• Required action
In the text about Violette Szabó, on what date was she born?

------ Document section ------

The story of Violette Szabó, Special Operations agent during WWII

"She was the bravest of us all." Odette Churchill GC, SOE

Violette Szabo was a secret agent in occupied France during the Second World War. She was immortalised in the film ‘Carve Her Name with Pride’, based on the book of the same name by R.J. Minney. Her spymaster during her time in the Special Operations Executive (SOE) was Leo Marks, who gave her a code-poem titled ‘Yours’. This code-poem has become one of the most famous poems about the war.

Violette Bushell was born on 26th June 1921 in Paris, France. She was the daughter of a French mother and an English father. In 1940, Violette married Etienne Szabo, a French officer who was later killed at the Battle of El Alamein.

Secret agent

After her husband’s death Violette offered her services to the SOE. She was parachuted into France from where she sent reports back to SOE headquarters in England on factories producing war materials. These reports were very important to establish bombing targets. On her second tour of duty in France she helped the local resistance groups in preparing for the D-Day landings.


Violette was betrayed, arrested by the Gestapo and sent to Ravensbrück concentration camp.She was executed on or about February 5, 1945. At Ravensbrück, three other SOE agents were executed: Denise Bloch, Cecily Lefort, and Lilian Rolfe.



Szabó was the second woman to be awarded the George Cross, bestowed posthumously on 17 December, 1946. The citation was published in the London Gazette and read:

St. James's Palace, S.W.1. 17th December, 1946

The KING has been graciously pleased to award the GEORGE CROSS to: —

Violette, Madame SZABO (deceased), Women's Transport Service (First Aid Nursing Yeomanry).

Madame Szabó volunteered to undertake a particularly dangerous mission in France. She was parachuted into France in April, 1944, and undertook the task with enthusiasm. In her execution of the delicate researches entailed she showed great presence of mind and astuteness. She was twice arrested by the German security authorities but each time managed to get away. Eventually, however, with other members of her group, she was surrounded by the Gestapo in a house in the south west of France. Resistance appeared hopeless but Madame Szabó, seizing a Sten-gun and as much ammunition as she could carry, barricaded herself in part of the house and, exchanging shot for shot with the enemy, killed or wounded several of them. By constant movement, she avoided being cornered and fought until she dropped exhausted. She was arrested and had to undergo solitary confinement. She was then continuously and atrociously tortured but never by word or deed gave away any of her acquaintances or told the enemy anything of any value. She was ultimately executed. Madame Szabo gave a magnificent example of courage and steadfastness.

------ Records shown ------

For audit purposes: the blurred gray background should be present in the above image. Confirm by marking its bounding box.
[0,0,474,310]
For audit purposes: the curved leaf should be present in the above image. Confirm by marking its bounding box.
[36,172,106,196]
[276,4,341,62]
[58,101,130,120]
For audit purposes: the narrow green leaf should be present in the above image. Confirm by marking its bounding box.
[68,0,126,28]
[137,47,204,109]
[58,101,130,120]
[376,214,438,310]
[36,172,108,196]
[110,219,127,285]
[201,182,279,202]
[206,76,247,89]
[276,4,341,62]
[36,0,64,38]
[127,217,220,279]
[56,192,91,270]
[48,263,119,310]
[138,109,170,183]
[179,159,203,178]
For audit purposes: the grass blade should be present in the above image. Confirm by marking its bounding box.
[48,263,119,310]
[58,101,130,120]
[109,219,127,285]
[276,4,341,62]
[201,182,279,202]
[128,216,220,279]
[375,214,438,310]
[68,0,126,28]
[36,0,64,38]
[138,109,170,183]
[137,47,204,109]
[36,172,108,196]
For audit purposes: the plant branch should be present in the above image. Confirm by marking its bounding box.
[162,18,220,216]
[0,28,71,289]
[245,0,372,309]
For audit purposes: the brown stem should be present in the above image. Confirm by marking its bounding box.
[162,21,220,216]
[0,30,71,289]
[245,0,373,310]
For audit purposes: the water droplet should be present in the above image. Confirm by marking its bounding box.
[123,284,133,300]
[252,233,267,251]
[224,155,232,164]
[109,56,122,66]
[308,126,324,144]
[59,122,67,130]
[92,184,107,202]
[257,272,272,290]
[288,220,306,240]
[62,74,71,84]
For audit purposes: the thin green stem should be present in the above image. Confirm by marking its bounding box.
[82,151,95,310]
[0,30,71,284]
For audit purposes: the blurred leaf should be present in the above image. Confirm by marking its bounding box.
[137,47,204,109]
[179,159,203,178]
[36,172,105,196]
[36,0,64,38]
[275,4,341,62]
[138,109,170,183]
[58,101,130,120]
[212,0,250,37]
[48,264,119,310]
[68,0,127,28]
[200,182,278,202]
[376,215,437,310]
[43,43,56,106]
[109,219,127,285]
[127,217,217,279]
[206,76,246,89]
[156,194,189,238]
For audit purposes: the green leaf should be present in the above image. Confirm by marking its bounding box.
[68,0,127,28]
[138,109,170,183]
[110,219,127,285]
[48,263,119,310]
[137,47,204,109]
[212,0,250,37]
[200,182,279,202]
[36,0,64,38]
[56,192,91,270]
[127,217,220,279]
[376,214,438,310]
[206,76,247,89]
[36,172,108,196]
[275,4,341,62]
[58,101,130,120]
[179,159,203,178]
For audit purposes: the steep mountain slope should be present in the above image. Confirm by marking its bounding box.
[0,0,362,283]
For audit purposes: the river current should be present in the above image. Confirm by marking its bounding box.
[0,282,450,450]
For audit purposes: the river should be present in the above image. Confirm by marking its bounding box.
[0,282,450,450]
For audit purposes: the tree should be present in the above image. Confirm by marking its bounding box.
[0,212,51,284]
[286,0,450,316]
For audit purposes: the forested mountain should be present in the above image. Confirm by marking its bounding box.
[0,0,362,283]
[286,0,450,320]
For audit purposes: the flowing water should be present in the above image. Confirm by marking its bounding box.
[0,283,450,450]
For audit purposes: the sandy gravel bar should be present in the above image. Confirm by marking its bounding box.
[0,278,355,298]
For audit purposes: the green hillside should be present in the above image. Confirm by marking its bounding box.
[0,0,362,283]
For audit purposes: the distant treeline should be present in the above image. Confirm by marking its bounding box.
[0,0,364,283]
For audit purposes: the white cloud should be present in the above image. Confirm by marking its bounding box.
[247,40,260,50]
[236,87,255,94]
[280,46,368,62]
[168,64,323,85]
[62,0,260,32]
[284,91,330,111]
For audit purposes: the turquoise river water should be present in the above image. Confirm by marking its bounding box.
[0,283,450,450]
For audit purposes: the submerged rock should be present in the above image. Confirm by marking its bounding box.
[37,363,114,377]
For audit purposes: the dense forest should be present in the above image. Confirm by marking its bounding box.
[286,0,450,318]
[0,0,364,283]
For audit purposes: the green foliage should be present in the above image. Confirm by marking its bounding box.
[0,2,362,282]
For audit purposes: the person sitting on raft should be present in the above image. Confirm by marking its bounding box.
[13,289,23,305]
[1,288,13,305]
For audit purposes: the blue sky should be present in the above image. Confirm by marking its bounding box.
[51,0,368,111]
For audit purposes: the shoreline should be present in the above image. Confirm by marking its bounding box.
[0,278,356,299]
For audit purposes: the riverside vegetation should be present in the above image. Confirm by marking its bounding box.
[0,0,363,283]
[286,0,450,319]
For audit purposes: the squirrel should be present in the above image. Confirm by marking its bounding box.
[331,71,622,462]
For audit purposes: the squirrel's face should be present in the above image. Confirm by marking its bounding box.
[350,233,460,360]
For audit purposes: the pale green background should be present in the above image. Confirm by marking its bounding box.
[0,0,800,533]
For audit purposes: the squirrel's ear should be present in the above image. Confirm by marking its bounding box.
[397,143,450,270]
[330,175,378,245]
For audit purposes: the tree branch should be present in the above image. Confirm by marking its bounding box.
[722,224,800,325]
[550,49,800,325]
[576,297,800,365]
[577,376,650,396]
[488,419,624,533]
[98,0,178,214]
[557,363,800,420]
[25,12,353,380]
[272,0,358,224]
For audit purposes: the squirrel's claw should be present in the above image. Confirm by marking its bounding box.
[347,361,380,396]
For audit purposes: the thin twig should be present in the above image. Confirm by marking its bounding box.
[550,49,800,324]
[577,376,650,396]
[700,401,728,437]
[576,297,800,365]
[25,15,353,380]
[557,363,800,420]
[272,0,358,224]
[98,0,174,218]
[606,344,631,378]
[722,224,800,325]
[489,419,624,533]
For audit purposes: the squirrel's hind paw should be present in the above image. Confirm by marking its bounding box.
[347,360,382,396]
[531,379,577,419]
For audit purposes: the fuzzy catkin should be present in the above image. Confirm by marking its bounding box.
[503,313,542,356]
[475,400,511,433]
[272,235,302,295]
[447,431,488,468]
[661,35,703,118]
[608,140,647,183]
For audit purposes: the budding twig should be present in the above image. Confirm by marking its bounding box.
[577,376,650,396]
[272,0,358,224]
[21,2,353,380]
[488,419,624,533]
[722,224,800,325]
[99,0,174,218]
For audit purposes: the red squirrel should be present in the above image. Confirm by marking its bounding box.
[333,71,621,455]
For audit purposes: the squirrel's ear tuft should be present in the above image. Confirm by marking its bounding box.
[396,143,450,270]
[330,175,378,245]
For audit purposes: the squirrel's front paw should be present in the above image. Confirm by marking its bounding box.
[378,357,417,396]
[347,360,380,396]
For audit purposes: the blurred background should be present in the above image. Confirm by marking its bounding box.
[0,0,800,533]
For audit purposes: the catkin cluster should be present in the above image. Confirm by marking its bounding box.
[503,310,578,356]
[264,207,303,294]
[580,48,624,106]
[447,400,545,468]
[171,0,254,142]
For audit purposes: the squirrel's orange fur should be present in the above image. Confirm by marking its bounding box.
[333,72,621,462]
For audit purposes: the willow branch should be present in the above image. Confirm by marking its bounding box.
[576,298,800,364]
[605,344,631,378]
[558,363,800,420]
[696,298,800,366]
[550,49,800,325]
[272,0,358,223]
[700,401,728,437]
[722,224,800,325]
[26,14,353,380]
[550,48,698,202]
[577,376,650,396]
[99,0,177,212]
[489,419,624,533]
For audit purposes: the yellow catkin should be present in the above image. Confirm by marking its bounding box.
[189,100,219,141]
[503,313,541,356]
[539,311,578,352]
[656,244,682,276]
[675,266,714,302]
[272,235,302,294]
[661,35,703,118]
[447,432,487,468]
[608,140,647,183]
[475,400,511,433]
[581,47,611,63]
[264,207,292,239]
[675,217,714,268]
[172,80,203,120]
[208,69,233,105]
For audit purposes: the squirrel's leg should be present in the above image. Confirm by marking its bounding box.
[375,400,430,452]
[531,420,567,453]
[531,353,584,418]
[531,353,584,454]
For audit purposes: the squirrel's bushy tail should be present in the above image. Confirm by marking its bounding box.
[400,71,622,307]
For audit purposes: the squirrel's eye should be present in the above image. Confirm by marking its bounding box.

------

• Written reply
26th June 1921